(Labeled-object pointing records)
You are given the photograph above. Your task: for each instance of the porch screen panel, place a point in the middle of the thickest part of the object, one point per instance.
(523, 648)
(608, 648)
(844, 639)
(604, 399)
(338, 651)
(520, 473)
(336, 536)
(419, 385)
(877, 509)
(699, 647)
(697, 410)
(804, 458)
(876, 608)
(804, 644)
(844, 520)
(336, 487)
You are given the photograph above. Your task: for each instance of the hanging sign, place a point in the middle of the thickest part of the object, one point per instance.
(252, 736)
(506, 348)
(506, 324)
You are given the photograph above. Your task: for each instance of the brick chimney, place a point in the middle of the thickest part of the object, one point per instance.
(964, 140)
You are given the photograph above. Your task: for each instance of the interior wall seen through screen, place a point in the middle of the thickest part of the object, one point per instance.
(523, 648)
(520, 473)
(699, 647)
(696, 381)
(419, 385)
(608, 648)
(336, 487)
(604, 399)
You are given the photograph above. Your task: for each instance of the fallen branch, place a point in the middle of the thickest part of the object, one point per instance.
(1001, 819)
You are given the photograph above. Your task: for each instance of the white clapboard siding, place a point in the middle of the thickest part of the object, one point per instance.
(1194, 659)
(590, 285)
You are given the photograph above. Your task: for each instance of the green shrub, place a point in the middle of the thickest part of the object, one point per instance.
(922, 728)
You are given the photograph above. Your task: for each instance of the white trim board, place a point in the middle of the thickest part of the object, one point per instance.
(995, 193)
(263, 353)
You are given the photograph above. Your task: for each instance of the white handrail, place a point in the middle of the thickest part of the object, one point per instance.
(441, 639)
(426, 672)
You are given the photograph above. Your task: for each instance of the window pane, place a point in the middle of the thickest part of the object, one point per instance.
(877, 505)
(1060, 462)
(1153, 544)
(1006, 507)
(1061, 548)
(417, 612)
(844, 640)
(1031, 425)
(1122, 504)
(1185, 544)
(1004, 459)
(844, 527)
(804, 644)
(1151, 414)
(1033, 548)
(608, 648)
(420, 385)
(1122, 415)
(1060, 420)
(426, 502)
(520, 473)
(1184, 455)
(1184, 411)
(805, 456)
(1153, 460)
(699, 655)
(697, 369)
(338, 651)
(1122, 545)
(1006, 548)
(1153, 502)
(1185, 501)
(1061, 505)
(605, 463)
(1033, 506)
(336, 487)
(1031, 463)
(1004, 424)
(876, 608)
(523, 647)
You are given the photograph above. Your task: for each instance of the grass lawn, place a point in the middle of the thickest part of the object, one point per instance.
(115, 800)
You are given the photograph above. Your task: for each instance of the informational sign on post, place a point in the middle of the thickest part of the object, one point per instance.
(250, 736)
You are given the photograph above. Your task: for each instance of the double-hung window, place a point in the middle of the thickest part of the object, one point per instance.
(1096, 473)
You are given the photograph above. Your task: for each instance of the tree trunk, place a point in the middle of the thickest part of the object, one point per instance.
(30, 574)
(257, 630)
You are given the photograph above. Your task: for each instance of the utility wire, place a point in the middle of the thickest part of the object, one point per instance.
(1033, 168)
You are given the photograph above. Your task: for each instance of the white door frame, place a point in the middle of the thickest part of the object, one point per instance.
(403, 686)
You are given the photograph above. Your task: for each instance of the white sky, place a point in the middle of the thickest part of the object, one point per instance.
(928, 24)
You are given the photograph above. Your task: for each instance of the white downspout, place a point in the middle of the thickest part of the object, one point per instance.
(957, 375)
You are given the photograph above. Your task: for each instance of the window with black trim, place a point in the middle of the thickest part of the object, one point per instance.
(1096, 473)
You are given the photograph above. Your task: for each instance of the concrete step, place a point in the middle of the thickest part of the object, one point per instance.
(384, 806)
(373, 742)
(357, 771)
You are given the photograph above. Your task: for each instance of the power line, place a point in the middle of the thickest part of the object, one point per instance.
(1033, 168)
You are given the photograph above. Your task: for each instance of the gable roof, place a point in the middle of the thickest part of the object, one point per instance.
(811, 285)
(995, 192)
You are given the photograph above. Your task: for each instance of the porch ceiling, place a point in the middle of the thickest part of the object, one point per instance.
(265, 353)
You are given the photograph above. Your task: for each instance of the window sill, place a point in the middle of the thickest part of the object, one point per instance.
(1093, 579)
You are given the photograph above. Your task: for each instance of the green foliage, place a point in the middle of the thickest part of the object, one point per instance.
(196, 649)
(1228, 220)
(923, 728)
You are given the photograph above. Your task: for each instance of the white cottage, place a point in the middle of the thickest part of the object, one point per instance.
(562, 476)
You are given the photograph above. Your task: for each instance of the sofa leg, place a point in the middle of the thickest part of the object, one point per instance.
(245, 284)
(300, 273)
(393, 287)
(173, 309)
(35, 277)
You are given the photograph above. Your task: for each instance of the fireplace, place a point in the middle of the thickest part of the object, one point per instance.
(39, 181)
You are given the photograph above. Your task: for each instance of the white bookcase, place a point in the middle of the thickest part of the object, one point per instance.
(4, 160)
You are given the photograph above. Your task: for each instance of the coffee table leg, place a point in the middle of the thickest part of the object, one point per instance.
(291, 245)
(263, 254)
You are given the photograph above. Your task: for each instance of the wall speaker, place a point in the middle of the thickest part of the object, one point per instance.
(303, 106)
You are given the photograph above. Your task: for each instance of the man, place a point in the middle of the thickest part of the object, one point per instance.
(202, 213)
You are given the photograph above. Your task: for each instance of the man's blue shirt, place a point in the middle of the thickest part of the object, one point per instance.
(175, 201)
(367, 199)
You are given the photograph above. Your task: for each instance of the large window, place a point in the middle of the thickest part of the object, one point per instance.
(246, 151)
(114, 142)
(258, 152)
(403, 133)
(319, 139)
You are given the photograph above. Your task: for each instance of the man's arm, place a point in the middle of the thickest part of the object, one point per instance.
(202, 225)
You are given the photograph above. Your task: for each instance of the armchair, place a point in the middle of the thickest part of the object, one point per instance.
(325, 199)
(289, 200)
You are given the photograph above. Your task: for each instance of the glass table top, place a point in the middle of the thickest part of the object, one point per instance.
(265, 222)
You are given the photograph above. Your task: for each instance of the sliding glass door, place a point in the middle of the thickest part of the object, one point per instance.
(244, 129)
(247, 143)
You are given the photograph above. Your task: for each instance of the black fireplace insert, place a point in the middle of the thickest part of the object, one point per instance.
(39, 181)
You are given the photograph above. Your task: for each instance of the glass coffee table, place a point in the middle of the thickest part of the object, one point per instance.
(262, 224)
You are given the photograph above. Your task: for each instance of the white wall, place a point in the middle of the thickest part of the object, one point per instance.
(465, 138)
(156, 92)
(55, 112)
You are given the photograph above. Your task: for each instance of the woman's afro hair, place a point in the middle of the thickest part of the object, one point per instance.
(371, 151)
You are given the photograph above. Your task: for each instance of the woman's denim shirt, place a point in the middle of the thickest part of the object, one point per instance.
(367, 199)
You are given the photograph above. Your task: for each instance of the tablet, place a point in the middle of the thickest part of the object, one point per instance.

> [Direction]
Copy all of the records above line for line, with no changes.

> [Correct answer]
You are given the photograph above. Your task: for each instance of the porch screen panel, place a point in the middle of the thickest part of the object, one point per instance.
(523, 648)
(608, 648)
(844, 639)
(604, 399)
(338, 651)
(520, 473)
(336, 536)
(419, 385)
(877, 509)
(699, 647)
(697, 410)
(804, 458)
(876, 608)
(804, 644)
(844, 520)
(336, 487)
You are given the photograph above. Your task: for each instance of the hanging sign, place a point in the middle of the thickest part of the object, one point per instance.
(252, 736)
(506, 348)
(506, 324)
You are given the photograph above. Your task: for each instance of the brick chimney, place a point in the middle of the thickest part of the object, one point per instance.
(964, 140)
You are given the photograph above. Your task: for each instance of the interior wall seen through screen, place a point in the middle of the thickest part of the object, one point per instance.
(523, 648)
(520, 473)
(699, 647)
(696, 381)
(419, 385)
(608, 648)
(336, 487)
(604, 399)
You are given the photograph above. Your task: for each instance of the fallen branch, place a point in the middle of the thickest part of the object, one point per instance.
(1001, 819)
You are given the photograph above. Your task: for each instance of the white clapboard siding, place a point in the middle of the thickest part of the object, one point per instance.
(1194, 659)
(590, 285)
You are given the photograph above. Your task: for each instance of the green shrub, place a point in the middle of the thickest part of the object, one point per instance.
(922, 728)
You are given the photograph above. Your task: for each instance of the white trim board, place a point in the middle of the thickest part of the object, one point per instance.
(995, 193)
(263, 353)
You are given the photograph above. Your task: for each instance of the white handrail, place a point in the middle of the thickest part of the object, one point per instance.
(441, 639)
(426, 672)
You are given the photograph above. Your task: for each instance of the window pane, place a point in the middle of the thickest part of the object, one point per instance.
(877, 505)
(1060, 462)
(1153, 544)
(1006, 507)
(1061, 548)
(417, 612)
(844, 640)
(1031, 425)
(1122, 504)
(1185, 544)
(1004, 459)
(844, 527)
(804, 644)
(1151, 414)
(1033, 548)
(608, 648)
(420, 385)
(1122, 415)
(1060, 420)
(426, 502)
(520, 473)
(1184, 455)
(1184, 411)
(805, 456)
(1153, 460)
(699, 655)
(697, 369)
(338, 651)
(1122, 545)
(1006, 548)
(1153, 502)
(1185, 501)
(1061, 505)
(605, 463)
(1033, 506)
(336, 487)
(1031, 463)
(1004, 424)
(876, 608)
(523, 647)
You are given the photograph above. Your task: for each instance of the grass lawn, place a point in the middle of the thickest part of the object, one point per instance.
(115, 800)
You are given the photograph above. Your task: for each instance of the informational sign on post, place a point in the middle of the thickest part of the object, one point per instance.
(250, 736)
You are given the photograph above. Your task: for each instance of the double-hung window, place a point in the middle of the thickest part of the object, one point per instance.
(1096, 473)
You are given the photograph above. Your task: for each instance of the tree trunk, place a point in the middle of the thickest part of the object, one point per instance.
(30, 574)
(257, 630)
You are given the photograph above. Your task: for each instance of the utility wire, place a point in the middle of the thickest part of the object, one point per instance.
(1033, 168)
You are given the photograph above. Your task: for each instance of the white door frame, place a point in the middle of the thickest part of the object, one point per instance.
(403, 686)
You are given the photograph above. Your task: for each instance of the white sky, place a point in the middle of the thickest part of the object, one point per instance.
(928, 24)
You are given the photograph above. Your task: for each instance of the white downspout, place a point in the middle of the thickest part of the object, one point per instance.
(957, 375)
You are given the photograph above. Your task: for each instance of the window with black trim, place a point in the middle of the thickest part of the object, one point per instance.
(1096, 473)
You are given the photograph above. Your task: for each instance of the concrete step, place a point in the middle of the thickest part of the object, one point per instance.
(384, 806)
(373, 742)
(357, 771)
You are given the photograph above. Your task: for each instance of the power line, place a point in the middle of the thickest part of the object, one point per instance.
(1033, 168)
You are given the photograph above. Your task: for each instance of the gable roof, place a point in the middle of the thickest part of the object, one point per instance.
(811, 285)
(995, 192)
You are given the photograph above. Your task: for each instance of the porch ceiling, place a point in the middle of the thickest part of the object, one point per instance.
(265, 353)
You are given the photograph above. Your task: for each instance of the window sill, place a point in the middle of the thickest part of the object, one point per instance.
(1093, 579)
You are given the photograph above. Your task: for each instance of the green foliage, place a point in the middle of the thickest part of the object, one point per instance.
(196, 649)
(1228, 220)
(923, 728)
You are given the photograph above. Your task: for each instance of the white cottage, place a point in the middle of the thickest part of the object, one point per instance.
(562, 476)
You are given the photograph above. Your task: for each instance of the sofa leg, place a point in the middle of the thickest part of the object, one point per instance.
(245, 284)
(300, 273)
(393, 287)
(173, 309)
(35, 277)
You are given the photograph above. Your task: for each instance of the fireplace, place a point in the middle of the thickest part of the object, one point per instance.
(39, 181)
You are given the photograph above. Your task: for each instance of the white bookcase, place a point in the middle of the thickest part of the object, one point per instance.
(4, 160)
You are given the photograph above. Your task: for each instance of the coffee table leg, place a point in the middle of the thickest part of the object, one point per instance.
(291, 245)
(263, 254)
You are given the photograph above. Your task: for each instance of the wall speaker, place a point in the middle of the thickest part of the object, one point per instance.
(303, 106)
You are given the photograph above. Your task: for each instance of the man, place a point in the middle of the thickest part of the object, one point per instance.
(202, 213)
You are given the photograph above. Your task: for each instance of the man's blue shirt, place a point in the middle of the thickest part of the object, one point per instance.
(175, 201)
(367, 199)
You are given the photograph above. Your task: for each instance of the large window, place a point in the middle of the thickest part of the object, one point per instance.
(246, 151)
(114, 142)
(258, 152)
(403, 133)
(319, 139)
You are given the photograph above. Your task: for each instance of the man's arm, place a point in the middle of the thickest part of the object, one point per instance.
(202, 225)
You are given the photograph above. Your task: for each instance of the armchair, place a point in the middle of the thickest part of the object, one point per instance.
(325, 199)
(289, 200)
You are given the photograph above. Your task: for each instance of the glass table top, place a point in the middle of the thickest part of the object, one point per instance.
(265, 222)
You are given the photograph above. Your task: for each instance of the sliding glass door, place a point in the middle of the thickest part of the object, one point per instance.
(244, 129)
(247, 143)
You are given the photograph above. Your task: for each instance of the black fireplace insert, place a point in the middle of the thickest part of the object, one point per instance.
(39, 181)
You are given the photograph above. Your task: for each instance of the glass coffee table, place a point in the middle of the thickest part of the object, one point per instance.
(262, 224)
You are given the photograph above. Your task: for each instance of the white wall, place a point in the middle of the thickest part of the object, one point per instance.
(465, 138)
(156, 92)
(55, 112)
You are given the photograph above. Your task: for each instance of the woman's afro hair, place a point in the middle of the thickest part of the object, one point per instance.
(371, 151)
You are given the photograph above. Your task: for each instance of the woman's denim shirt, place a point in the middle of the thickest part of the object, one point per instance.
(367, 199)
You are given the photograph above. Your task: for each instance of the tablet, place a point in the middle of the thickest part of the object, one point per instance.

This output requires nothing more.